List every product that the knowledge cutoff entry below says fetches live content in real time.

Study text:

═══

ML//Knowledge Cutoff

- The date at which an LLM's training data was frozen. Everything published after this date is invisible to the model unless retrieved in real time.


The date at which an LLM's training data was frozen. Everything published after this date is invisible to the model unless retrieved in real time.

Not a clean cut — training data is a snapshot of the web at crawl time, processed and filtered over months. The "cutoff" is the latest date in the corpus, not a single collection event.

Implications for web devs: even with perfect AEO, your content only enters a model's knowledge if it was crawled before the cutoff and survived filtering. Getting into training data is a months-long pipeline, not an instant event.

Real-time retrieval bypasses the cutoff: Perplexity, ChatGPT with search, and Google AI Overviews fetch live content. This is faster but less sticky — the model does not "know" you, it just found you.

Training data vs retrieval knowledge: training data shapes the model's priors (it believes things). Retrieved content is contextual (it reads things). Being in training data means the model recommends you unprompted. Being in retrieval means it cites you when asked.

Current cutoffs (as of early 2026): GPT-4 ~Apr 2024, Claude 3.5 ~Apr 2024, Gemini ~varies. Each new model generation pushes the cutoff forward.

═══

Source material:
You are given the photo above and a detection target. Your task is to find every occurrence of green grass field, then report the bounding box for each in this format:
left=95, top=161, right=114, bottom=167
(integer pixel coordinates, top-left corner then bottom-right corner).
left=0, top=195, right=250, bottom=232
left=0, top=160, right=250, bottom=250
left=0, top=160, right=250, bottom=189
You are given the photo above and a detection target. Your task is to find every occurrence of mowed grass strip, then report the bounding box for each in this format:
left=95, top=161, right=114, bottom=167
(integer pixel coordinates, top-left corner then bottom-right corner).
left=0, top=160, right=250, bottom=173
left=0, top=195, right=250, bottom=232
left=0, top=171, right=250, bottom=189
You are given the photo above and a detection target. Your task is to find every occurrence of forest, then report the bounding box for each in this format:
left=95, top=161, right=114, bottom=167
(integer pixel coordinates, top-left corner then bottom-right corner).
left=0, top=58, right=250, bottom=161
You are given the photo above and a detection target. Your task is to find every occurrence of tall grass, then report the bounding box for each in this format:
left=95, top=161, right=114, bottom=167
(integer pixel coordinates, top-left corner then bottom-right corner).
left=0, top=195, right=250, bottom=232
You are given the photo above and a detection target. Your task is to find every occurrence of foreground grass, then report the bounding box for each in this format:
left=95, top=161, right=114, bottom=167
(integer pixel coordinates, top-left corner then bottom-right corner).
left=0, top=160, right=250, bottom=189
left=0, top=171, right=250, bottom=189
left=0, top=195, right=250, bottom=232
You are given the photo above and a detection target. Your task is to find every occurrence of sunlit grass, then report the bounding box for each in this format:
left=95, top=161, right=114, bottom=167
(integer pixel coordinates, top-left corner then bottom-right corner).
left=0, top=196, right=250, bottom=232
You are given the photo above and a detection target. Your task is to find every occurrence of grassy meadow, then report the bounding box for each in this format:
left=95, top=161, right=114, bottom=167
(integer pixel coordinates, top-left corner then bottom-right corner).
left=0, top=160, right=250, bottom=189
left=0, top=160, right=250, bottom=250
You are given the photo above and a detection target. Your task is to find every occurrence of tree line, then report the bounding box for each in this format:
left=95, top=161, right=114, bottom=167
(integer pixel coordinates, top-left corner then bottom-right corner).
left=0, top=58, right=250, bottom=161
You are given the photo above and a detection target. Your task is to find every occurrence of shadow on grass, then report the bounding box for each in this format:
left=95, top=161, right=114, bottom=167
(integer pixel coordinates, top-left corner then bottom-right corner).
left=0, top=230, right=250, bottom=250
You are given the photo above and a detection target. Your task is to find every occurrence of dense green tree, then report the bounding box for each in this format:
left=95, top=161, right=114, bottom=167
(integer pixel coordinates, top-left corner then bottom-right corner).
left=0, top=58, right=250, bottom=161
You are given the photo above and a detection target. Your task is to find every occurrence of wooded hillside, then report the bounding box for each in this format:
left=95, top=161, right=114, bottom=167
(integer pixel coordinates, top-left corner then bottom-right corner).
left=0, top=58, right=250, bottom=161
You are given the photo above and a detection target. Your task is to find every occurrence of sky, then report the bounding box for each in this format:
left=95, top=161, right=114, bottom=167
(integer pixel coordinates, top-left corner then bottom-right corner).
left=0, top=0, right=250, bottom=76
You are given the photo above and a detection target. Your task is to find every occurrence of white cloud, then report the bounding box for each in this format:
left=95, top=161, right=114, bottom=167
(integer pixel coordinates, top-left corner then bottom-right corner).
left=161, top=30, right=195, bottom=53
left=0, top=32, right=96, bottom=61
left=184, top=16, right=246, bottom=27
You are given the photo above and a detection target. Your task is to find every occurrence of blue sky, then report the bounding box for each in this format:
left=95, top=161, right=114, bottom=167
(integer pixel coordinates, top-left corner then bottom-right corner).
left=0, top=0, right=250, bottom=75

═══

Solution to the problem:
Perplexity, ChatGPT with search, Google AI Overviews